* [What you have to do]
Can you output the material exactly as written, minus any pictures it holds?

** START Working data **

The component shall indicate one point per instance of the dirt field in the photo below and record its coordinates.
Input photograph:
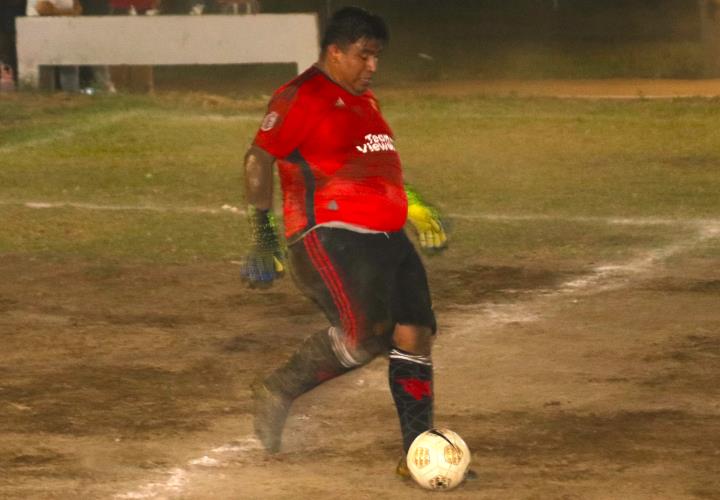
(131, 382)
(587, 379)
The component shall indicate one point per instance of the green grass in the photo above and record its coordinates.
(471, 155)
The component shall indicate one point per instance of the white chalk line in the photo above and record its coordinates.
(179, 477)
(230, 209)
(601, 278)
(68, 133)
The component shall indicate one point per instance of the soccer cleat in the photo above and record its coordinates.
(270, 411)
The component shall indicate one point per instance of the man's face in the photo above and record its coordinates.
(354, 67)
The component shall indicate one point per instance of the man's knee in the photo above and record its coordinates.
(415, 339)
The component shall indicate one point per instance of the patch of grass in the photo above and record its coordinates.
(469, 155)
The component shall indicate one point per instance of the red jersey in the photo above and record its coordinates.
(335, 155)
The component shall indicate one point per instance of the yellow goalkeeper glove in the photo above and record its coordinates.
(426, 222)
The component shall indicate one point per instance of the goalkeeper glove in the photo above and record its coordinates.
(266, 259)
(425, 219)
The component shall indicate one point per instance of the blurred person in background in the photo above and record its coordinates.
(9, 10)
(67, 78)
(96, 77)
(133, 78)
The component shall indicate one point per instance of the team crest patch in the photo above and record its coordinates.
(269, 121)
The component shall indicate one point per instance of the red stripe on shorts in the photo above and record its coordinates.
(322, 263)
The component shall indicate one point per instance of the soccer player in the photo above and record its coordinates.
(345, 206)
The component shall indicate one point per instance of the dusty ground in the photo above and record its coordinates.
(566, 380)
(126, 381)
(620, 88)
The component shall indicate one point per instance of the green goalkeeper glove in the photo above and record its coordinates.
(266, 259)
(425, 219)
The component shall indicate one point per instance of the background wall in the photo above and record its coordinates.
(534, 38)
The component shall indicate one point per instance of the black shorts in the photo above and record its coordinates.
(366, 283)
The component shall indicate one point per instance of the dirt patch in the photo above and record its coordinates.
(119, 379)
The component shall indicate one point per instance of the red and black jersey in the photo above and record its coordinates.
(336, 157)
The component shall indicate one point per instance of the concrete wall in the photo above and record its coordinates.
(159, 40)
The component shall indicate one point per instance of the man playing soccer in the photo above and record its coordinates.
(345, 206)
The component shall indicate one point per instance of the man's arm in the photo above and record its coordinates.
(259, 178)
(264, 261)
(427, 223)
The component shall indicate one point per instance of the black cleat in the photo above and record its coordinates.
(270, 410)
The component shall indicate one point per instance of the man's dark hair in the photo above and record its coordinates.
(350, 24)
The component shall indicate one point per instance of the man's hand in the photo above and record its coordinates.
(426, 222)
(266, 259)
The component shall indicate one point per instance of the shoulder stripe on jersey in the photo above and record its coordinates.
(297, 158)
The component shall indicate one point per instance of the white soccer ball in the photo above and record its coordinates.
(438, 459)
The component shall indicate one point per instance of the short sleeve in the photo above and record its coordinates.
(286, 124)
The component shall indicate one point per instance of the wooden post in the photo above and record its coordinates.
(710, 36)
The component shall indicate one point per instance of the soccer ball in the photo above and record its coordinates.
(438, 459)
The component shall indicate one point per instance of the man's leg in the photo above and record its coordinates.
(411, 380)
(314, 362)
(337, 281)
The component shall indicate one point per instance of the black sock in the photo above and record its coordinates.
(410, 378)
(313, 363)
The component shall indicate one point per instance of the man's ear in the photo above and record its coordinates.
(334, 52)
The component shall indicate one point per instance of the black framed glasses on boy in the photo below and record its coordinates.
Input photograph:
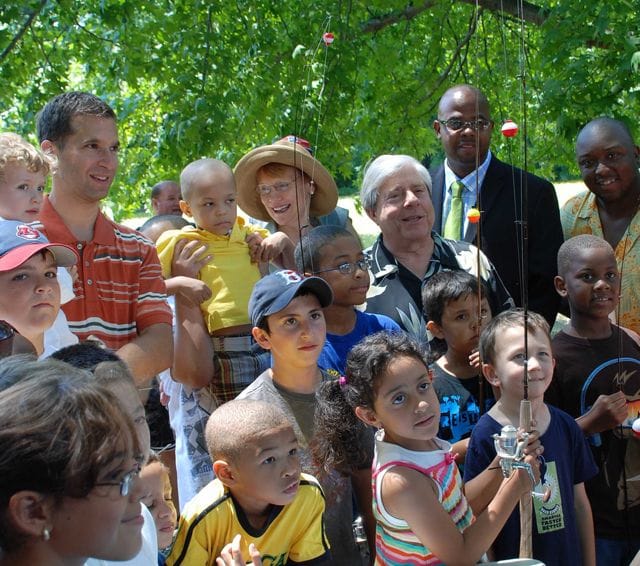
(6, 330)
(456, 124)
(348, 267)
(125, 483)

** END Working data **

* [Task result]
The component shall indicate one point per instance of the dirt field in the photo below and record its coordinates.
Input photograph:
(131, 382)
(587, 379)
The component shall indicate one point per instance of the green grass in the photo above and record its coordinates.
(471, 155)
The component shall indicate one point per instance of the white chalk line in the photo above and record its coordinates.
(179, 477)
(230, 209)
(601, 278)
(68, 133)
The component shall indicate one point per instance of the soccer cleat in the photo above and record its coordinates.
(270, 411)
The component shall indicate one point per instance of the man's face in the photo above and record its coordinates.
(354, 67)
The component shall indicate one point per instance of the man's knee in the photo above and record its coordinates.
(415, 339)
The component shall indicate one point per instance of the patch of grass in the photo above and record its coordinates.
(469, 155)
The component shall indicate one point per instance of the red jersey in the photo above and record its coordinates.
(335, 155)
The component shall indicate one point per instance of the yellow goalkeeper glove in the photo above and record its coordinates.
(426, 222)
The component shall indicate one point per instance of the goalkeeper glove in the photo above and record its coordinates.
(266, 259)
(425, 219)
The component shall indicate one point per instance of the blurred person in background in the photo above and record its coordinates.
(9, 10)
(67, 78)
(96, 77)
(133, 78)
The component shall indicate one point per instance of the team crest patch in the photo above and record its coordinates.
(269, 121)
The component shall indicate one point per instance of the red stripe on shorts in the photo above and record its coordinates.
(322, 263)
The component shall indicate one point per instance of the soccer player in the photo above and record its coordinates.
(345, 206)
The component shall indicate one point per instance of the dusty ground in the photo above and record its coordinates.
(566, 380)
(126, 381)
(620, 88)
The component shall indicate one point per instance of the green goalkeeper glove in the photo above and record its coordinates.
(266, 259)
(425, 219)
The component shall indicate one point per instance of the background wall in the photo above and record its coordinates.
(534, 38)
The component shall indicate one point per instance of the black shorts in the photo above and record its coordinates.
(366, 283)
The component shall indicate one point per instance of the dirt patch in the photo above and record its coordinates.
(119, 379)
The component shall indicate one point per instance of the red and black jersey in the photo above and record its coordinates.
(336, 157)
The component shall indicate one point per instance of the concrete wall in the photo above and record its coordinates.
(159, 40)
The component shall indicate one point per instance of the man playing soccer in the photo above and record its coordinates.
(345, 206)
The component shall indicate one point per instance of the man's arm in the photo above and record its coordinates.
(259, 178)
(264, 261)
(427, 223)
The component shall indicate one point per instance of the black cleat in the photo above and record its coordinates.
(270, 410)
The component shall indicate one point per instance of the man's dark hair in the photo above and record its coordinates.
(350, 24)
The component shall indicate one point per instance of the man's hand in the photo above and record its coordinates.
(426, 222)
(266, 259)
The component shall indicate one point per instance of the shoulder stripe on jersey in the photo above and record its coordinates.
(297, 158)
The component shall indicate one point per instance of the white soccer ball in the photo above and record its coordinates.
(438, 459)
The component shall indicate one point per instance of the short sleeve in the photo above and record its coordinates.
(286, 124)
The component shall indicate one point per instance of the wooden post in the photo above and record its coordinates.
(710, 36)
The component shall indicate one point per instance of the soccer ball in the photo above and record its coordinates.
(438, 459)
The component shall indicate one point per instance of the man's leg in the photo above and record its coordinates.
(411, 380)
(314, 362)
(337, 281)
The component shall indicate one point per instance of the black sock in the photo above and record its coordinates.
(410, 378)
(313, 363)
The component shall indicate one point per instance of the man's ear in the photo above and record its coordinates.
(334, 52)
The component shall indicate one point per instance of the black framed glasses on boy in the photo below and record its coordinates.
Input photograph:
(6, 330)
(456, 124)
(348, 267)
(125, 483)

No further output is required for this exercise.